What needs to be done
Copy every line of the items below word for word, leaving out the pictures.
>> Begin Material for this task
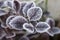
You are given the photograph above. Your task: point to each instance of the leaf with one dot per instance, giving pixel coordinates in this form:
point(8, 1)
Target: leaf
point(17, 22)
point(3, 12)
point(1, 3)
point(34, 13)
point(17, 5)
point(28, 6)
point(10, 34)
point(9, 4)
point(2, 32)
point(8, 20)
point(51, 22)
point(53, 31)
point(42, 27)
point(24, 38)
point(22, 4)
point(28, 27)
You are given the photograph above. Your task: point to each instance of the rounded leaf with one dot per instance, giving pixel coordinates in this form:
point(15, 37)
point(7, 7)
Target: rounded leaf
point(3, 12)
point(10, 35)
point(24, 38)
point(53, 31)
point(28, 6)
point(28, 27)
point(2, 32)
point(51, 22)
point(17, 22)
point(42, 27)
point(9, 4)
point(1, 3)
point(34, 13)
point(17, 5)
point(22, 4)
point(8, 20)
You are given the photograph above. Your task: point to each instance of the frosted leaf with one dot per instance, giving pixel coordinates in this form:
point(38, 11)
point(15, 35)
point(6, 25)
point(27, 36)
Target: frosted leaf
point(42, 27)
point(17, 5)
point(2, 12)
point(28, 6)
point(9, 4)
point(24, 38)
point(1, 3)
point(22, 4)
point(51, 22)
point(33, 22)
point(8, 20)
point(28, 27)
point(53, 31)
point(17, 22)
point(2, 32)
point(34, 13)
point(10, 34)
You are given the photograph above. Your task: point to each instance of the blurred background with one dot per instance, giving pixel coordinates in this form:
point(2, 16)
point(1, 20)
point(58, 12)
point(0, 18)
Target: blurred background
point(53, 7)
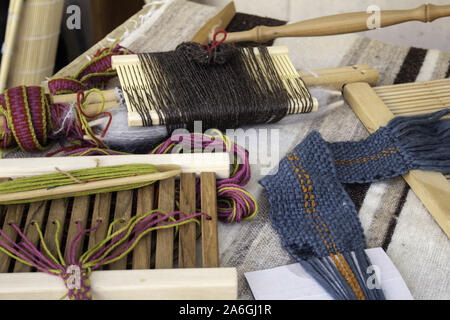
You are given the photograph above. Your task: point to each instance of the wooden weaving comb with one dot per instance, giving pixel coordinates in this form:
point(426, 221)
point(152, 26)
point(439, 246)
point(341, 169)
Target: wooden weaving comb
>> End Material for this task
Result of this exercise
You are given the photograph above. Your task: point to each instance of the leaf with one dot per instance, giving pixel coordinates in this form:
point(8, 1)
Target: leaf
point(17, 22)
point(3, 12)
point(1, 3)
point(34, 13)
point(17, 5)
point(28, 6)
point(10, 34)
point(9, 4)
point(2, 32)
point(8, 20)
point(51, 22)
point(53, 31)
point(42, 27)
point(24, 38)
point(22, 4)
point(28, 27)
You are given the photograph above. Your task: point to each instance of the rounded leaf with one dot per instance, giving pixel coordinates in this form:
point(15, 37)
point(7, 7)
Target: rounded leaf
point(3, 12)
point(10, 35)
point(24, 38)
point(53, 31)
point(28, 6)
point(28, 27)
point(2, 32)
point(51, 22)
point(17, 22)
point(42, 27)
point(9, 4)
point(1, 3)
point(34, 13)
point(17, 5)
point(22, 4)
point(8, 20)
You are given the photograph above. Your task: point to each instance of the frosted leaf with one dot per instance, giving pixel coordinates in this form:
point(38, 11)
point(15, 35)
point(6, 25)
point(27, 36)
Target: frosted leaf
point(42, 27)
point(17, 5)
point(2, 12)
point(28, 6)
point(9, 4)
point(24, 38)
point(1, 3)
point(22, 4)
point(51, 22)
point(33, 22)
point(8, 20)
point(28, 27)
point(53, 31)
point(17, 22)
point(2, 32)
point(34, 13)
point(10, 34)
You are given the photograph above. Your task: point to each instance of the blurred background with one dot per instance, giving pixel coordinates in this form:
point(2, 16)
point(1, 20)
point(58, 12)
point(0, 18)
Target: blurred background
point(53, 7)
You are given the photograph above. Your task: point to each instance of the wooden weaving comb with one dot per instance, giving pixel coordinates in this form:
point(426, 221)
point(152, 26)
point(439, 246)
point(341, 169)
Target: wooden weaving comb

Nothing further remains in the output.